**PASSAGE GIVEN:**
____________
The Dark Side of the Festival / Yoani Sánchez

Image taken from : habanafilmfestival.com/

The year’s most anticipated month is December, with its cold fronts that allow us to “bundle up” and with the films of International Festival of the New Latin American Cinema. I remember, in particular, one evening in 1992 when the glass in the doors of the Acapulco cinema shattered before the onslaught of hundreds of people wanting to see a film from Argentina, The Dark Side of the Heart. I’m not exaggerating the enthusiasm, since it was only in this last month of the year that we could enjoy something other than Soviet movies, something with more artistic value than the American thrillers on national television. Very few, at that time, had a VCR to play videos, and the magic of the dark hall with the projector purring behind us was almost intact.

But the Festival, now in its 33rd incarnation, has been losing ground in the cultural life of Havana. In part because the pirated serials, soap operas and Hollywood productions lead many to prefer to stay home to enjoy their DVD-player or clandestine satellite dish. Movie-goers are also discouraged by the fact that dozens of neighborhood movie theaters have closed, such as the comfortable Bayamo of my childhood, the majestic Rex and Duplex, or the centrally-located Cuba cinema. But the principal festival of Latin American film has had other setbacks that spring from within, limitations arising from its own structure.
____________
Coordinate annotation records
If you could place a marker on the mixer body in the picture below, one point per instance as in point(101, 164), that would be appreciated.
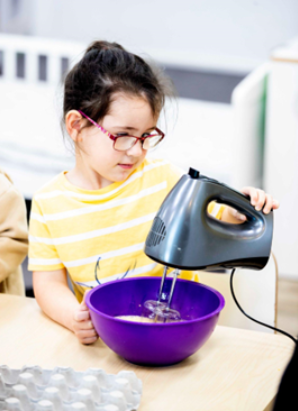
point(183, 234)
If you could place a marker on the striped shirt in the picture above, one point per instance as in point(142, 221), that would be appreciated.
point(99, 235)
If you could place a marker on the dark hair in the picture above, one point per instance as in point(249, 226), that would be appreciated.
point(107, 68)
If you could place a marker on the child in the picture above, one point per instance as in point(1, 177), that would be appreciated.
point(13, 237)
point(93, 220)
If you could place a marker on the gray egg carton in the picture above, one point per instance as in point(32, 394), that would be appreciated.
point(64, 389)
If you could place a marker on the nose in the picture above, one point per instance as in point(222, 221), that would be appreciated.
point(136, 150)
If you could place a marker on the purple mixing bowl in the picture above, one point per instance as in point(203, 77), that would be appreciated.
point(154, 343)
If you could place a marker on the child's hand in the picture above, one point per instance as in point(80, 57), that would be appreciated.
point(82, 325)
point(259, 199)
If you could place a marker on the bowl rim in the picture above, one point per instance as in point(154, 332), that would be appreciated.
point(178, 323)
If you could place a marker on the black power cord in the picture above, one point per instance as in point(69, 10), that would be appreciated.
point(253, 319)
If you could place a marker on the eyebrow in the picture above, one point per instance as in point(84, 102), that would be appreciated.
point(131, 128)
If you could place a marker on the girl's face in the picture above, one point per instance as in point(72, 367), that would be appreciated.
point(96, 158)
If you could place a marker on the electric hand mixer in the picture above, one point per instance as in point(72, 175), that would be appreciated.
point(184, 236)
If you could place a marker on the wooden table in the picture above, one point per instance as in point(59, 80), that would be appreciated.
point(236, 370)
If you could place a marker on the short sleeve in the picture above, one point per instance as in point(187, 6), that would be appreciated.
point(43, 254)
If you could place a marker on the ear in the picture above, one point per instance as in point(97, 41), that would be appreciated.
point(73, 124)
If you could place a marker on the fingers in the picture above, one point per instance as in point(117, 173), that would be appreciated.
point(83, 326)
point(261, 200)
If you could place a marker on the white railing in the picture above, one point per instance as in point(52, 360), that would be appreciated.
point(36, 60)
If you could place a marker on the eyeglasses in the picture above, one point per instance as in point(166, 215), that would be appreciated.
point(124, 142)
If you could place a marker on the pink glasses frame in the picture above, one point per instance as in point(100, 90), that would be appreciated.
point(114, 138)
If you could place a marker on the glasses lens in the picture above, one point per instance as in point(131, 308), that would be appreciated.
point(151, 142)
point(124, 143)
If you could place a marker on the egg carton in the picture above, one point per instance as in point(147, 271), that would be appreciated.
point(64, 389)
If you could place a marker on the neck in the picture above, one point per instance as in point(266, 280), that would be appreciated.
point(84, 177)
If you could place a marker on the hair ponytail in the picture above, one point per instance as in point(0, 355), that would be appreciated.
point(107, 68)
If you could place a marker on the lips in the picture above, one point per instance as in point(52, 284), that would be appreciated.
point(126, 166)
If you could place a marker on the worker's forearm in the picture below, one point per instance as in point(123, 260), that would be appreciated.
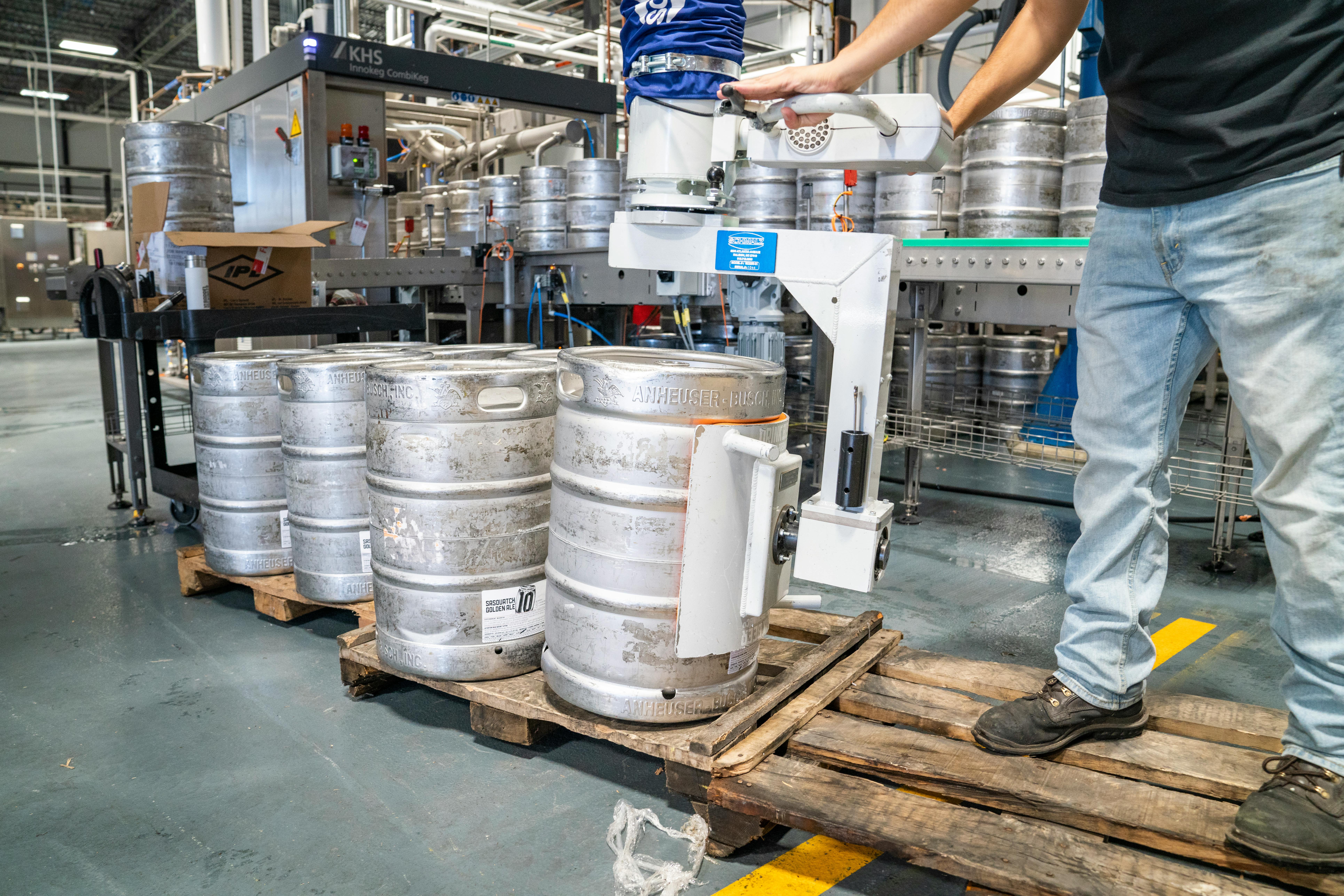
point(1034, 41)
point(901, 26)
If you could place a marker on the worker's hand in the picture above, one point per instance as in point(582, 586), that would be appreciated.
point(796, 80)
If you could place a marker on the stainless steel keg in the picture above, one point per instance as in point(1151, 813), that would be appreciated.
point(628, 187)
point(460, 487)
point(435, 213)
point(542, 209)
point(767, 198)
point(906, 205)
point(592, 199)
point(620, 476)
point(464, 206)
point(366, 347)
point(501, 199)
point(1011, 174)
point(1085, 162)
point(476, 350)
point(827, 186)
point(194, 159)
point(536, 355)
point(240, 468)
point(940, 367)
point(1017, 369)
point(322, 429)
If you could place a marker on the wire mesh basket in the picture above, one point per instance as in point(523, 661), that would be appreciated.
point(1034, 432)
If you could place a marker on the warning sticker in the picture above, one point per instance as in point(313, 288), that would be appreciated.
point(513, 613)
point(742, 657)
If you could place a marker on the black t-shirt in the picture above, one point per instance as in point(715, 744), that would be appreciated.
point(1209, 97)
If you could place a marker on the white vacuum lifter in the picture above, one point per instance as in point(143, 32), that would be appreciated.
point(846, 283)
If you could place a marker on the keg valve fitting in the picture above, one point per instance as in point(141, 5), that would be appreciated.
____________
**EXERCISE TASKS:**
a) Retype the portion of the passage on the Havana film festival from "But the Festival, now" to "its own structure.".
b) Put the lines of the listing from the line with "If you could place a marker on the eyeglasses" to the line with "point(1034, 432)" into a numbered list, omitting blank lines and leaving the pictures out.

**SOLVED TASKS:**
a)
But the Festival, now in its 33rd incarnation, has been losing ground in the cultural life of Havana. In part because the pirated serials, soap operas and Hollywood productions lead many to prefer to stay home to enjoy their DVD-player or clandestine satellite dish. Movie-goers are also discouraged by the fact that dozens of neighborhood movie theaters have closed, such as the comfortable Bayamo of my childhood, the majestic Rex and Duplex, or the centrally-located Cuba cinema. But the principal festival of Latin American film has had other setbacks that spring from within, limitations arising from its own structure.

b)
1. If you could place a marker on the eyeglasses in the picture above, one point per instance as in point(166, 215), that would be appreciated.
2. point(124, 142)
3. If you could place a marker on the pink glasses frame in the picture above, one point per instance as in point(100, 90), that would be appreciated.
4. point(114, 138)
5. If you could place a marker on the glasses lens in the picture above, one point per instance as in point(131, 308), that would be appreciated.
6. point(151, 142)
7. point(124, 143)
8. If you could place a marker on the egg carton in the picture above, one point per instance as in point(147, 271), that would be appreciated.
9. point(64, 389)
10. If you could place a marker on the neck in the picture above, one point per instance as in point(266, 280), that would be appreciated.
11. point(84, 177)
12. If you could place a marker on the hair ponytail in the picture above, one point per instance as in point(0, 355), that would be appreciated.
13. point(107, 68)
14. If you could place a marker on the lips in the picture above, one point per instance as in point(52, 284), that would be appreciated.
15. point(126, 166)
16. If you could place a marker on the worker's forearm in the picture below, one point per instance as in point(123, 260), that would be appreciated.
17. point(1034, 41)
18. point(901, 26)
19. If you could place a marker on the worker's hand in the picture above, one point per instance as in point(582, 586), that would be appreciated.
20. point(796, 80)
21. If you could place a marker on the stainless steel keg in the picture above, one point per instance as in point(1151, 813), that would be appreciated.
22. point(628, 187)
23. point(460, 487)
24. point(435, 213)
25. point(542, 209)
26. point(767, 198)
27. point(906, 205)
28. point(592, 199)
29. point(620, 476)
30. point(464, 206)
31. point(366, 347)
32. point(501, 199)
33. point(1011, 174)
34. point(1085, 162)
35. point(476, 350)
36. point(827, 186)
37. point(194, 159)
38. point(536, 355)
39. point(240, 468)
40. point(940, 367)
41. point(1017, 369)
42. point(322, 429)
43. If you could place a marker on the wire mesh basket in the picture above, one point per instance as in point(523, 661), that would be appreciated.
44. point(1034, 432)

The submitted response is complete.